À produire:
Dans le texte de la page, relevez tous les phénomènes qualifiés d'énormes aux États-Unis.

*** Texte de la page ***

Se focaliser sur la performance macro-économique d'un pays et ses statistiques de dettes et déficits sur PIB est dangereux, en plus d'être parfaitement inefficace. Les 8 dernières années l'ont prouvé en France, et de partout en Europe. L'Allemagne produit des excédents budgétaires faramineux et aspire toute la dynamique économique à son profit, tout en paupérisant sa population, en oubliant de moderniser ses infrastructures, avec en vue un problème de paiement des pensions de retraite inouï, et les médias parlent de "modèle allemand" ? Au delà de l'Europe, la nation qui domine [à tous les niveaux] la planète se nomme les Etats-Unis d'Amérique, et étrangement si ses déficits publics sont en baisse, sa dette colossale continue d'augmenter : plus de 104%. Les inégalités au sein de la population américaine sont des plus criantes, les phénomènes de violence, de pauvreté extrême, de précarité médicale, d'exclusion, de crimes policiers y sont énormes. Et c'est pourtant sur ces critères de performance économique seuls que toute la politique française raisonne, sans jamais offrir ne serait-ce que le début d'un projet autre que celui de : faire baisser le chômage, créer de l'emploi, rendre plus compétitives les entreprises. Exactement ce que font l'Allemagne et les Etats-Unis. Quel est le projet de l'Allemagne ? Celui des Etats-Unis ? Comment les citoyens s'y portent-ils ? Quelle démocratie offrent ces pays ?

Un pays qui s'écroule lentement à tous les niveaux (et pas seulement la France, soyons clairs) risque de grands problèmes intérieurs. Précision : l'écroulement en question est social, éducatif, médical, culturel, associatif, politique, industriel, écologique, agricole… La liste est longue et n'est certainement pas complète. Ces problèmes ne se résolvent pas par l'amélioration macro-économique. Clairement : demain, avec 3 ou 4% de croissance, un déficit à moins de 3% et une dette qui redescend, rien n'aura changé. Il y aura peut-être quelques centaines de milliers de personnes qui auront retrouvé du travail, mais soyons certains que ce seront des emplois précaires et qui de toute façon ne changeront rien au vide intersidéral d'une société sans projet. Une société juste bonne à voir des individus ramener un salaire (qui sera toujours au plus bas afin de continuer à accroître la "compétitivité") et voir les bénéfices de ceux qui détiennent le capital de leur entreprise, s'envoler. La France n'a jamais payé aussi peu d'intérêts sur sa dette qu'aujourd'hui et n'a pourtant jamais eu une dette aussi élevée. Étonnant, non ?

*** Les données ***

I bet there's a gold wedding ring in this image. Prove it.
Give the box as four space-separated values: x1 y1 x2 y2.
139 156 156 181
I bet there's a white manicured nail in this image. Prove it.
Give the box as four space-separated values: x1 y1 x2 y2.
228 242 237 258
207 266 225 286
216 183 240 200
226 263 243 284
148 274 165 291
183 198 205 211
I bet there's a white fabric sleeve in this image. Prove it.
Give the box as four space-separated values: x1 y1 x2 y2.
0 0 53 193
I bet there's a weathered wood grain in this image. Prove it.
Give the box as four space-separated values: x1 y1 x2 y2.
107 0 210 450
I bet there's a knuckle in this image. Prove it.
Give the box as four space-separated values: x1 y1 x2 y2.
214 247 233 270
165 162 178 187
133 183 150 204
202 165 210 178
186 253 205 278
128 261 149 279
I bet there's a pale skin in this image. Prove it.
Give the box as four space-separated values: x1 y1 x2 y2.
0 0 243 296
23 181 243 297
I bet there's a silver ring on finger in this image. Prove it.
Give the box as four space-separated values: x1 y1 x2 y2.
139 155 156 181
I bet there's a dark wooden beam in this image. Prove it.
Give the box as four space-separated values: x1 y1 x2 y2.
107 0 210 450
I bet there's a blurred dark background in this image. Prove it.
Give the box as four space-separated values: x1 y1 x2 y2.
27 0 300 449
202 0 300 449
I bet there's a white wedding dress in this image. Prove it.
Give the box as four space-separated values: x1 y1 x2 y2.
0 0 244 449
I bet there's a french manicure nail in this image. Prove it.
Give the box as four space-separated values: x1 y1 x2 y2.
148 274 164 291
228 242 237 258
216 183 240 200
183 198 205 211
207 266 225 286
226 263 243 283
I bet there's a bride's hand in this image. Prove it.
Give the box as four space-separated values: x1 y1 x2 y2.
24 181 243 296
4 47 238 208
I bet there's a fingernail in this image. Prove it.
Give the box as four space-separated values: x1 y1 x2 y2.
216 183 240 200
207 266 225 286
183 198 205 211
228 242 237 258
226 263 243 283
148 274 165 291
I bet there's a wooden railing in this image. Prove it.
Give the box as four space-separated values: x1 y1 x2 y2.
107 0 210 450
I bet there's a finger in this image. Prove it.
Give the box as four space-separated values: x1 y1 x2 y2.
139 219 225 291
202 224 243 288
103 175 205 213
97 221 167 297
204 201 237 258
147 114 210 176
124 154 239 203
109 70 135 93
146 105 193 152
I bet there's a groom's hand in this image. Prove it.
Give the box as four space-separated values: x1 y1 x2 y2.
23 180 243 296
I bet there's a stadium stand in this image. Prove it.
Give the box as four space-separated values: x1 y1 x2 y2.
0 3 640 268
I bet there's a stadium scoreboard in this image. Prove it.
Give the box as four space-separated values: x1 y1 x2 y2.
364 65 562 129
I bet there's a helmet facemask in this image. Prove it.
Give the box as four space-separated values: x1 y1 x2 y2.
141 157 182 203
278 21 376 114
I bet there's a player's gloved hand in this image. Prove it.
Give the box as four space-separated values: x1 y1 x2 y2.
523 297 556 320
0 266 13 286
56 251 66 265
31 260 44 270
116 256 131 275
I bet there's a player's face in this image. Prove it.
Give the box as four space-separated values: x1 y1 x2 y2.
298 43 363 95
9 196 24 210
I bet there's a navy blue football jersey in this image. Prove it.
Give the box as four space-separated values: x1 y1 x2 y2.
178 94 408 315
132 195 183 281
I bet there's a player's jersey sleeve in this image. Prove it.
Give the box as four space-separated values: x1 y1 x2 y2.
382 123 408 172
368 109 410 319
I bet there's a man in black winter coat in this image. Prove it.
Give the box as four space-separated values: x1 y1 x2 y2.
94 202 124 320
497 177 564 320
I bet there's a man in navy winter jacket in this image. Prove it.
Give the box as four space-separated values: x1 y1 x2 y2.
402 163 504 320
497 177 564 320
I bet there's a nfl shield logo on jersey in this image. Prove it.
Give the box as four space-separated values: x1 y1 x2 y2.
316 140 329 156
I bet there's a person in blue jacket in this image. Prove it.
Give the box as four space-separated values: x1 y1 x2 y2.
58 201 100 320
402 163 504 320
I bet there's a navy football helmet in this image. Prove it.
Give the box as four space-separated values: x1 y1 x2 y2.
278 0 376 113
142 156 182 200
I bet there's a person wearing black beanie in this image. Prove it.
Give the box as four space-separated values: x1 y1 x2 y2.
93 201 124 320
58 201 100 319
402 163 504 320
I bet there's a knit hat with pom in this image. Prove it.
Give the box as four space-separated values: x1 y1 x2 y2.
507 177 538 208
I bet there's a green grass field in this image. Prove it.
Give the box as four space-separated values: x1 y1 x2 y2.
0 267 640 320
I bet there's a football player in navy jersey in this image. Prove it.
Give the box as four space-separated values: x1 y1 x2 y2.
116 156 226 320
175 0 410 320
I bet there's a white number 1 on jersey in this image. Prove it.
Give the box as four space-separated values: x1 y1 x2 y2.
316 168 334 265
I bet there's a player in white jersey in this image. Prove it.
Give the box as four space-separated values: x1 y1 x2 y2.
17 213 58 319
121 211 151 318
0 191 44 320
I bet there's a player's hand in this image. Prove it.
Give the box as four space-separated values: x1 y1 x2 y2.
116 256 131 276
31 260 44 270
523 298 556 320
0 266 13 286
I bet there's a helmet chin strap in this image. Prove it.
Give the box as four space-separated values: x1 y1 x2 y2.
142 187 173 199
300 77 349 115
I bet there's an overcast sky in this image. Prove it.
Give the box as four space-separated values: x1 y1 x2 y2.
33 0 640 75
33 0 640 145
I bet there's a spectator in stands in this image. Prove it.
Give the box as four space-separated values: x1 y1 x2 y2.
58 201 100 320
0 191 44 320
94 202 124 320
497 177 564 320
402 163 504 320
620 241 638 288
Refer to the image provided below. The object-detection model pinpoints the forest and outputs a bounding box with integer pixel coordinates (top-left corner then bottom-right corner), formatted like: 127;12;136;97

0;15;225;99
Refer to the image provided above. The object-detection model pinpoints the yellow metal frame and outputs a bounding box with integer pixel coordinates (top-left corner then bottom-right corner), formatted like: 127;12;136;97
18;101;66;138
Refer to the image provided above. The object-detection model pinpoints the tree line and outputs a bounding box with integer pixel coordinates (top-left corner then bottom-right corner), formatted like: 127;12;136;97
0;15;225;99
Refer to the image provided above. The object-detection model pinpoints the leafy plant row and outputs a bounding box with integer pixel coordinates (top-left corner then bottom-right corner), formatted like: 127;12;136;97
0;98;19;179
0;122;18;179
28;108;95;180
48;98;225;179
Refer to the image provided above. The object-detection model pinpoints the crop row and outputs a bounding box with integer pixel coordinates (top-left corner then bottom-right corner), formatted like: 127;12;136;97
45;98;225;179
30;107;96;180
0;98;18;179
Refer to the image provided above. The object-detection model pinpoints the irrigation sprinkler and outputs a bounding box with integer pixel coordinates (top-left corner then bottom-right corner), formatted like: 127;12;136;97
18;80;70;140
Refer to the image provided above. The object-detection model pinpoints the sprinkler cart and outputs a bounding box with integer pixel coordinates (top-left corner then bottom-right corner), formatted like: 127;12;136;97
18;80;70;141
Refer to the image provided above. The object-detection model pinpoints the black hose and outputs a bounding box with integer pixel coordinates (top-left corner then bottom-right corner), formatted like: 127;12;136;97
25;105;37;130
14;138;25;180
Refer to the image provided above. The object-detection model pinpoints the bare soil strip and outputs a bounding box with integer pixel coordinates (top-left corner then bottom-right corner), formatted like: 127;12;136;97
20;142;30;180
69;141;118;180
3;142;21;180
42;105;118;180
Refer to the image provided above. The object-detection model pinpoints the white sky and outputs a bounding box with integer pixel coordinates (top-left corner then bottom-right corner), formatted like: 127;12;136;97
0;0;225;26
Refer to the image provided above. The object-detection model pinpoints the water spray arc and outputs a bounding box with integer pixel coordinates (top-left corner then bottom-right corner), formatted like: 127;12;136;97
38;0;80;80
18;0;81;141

***

Résultat de l'exercice:
- la violence
- la pauvreté extrême
- la précarité médicale
- l'exclusion
- les crimes policiers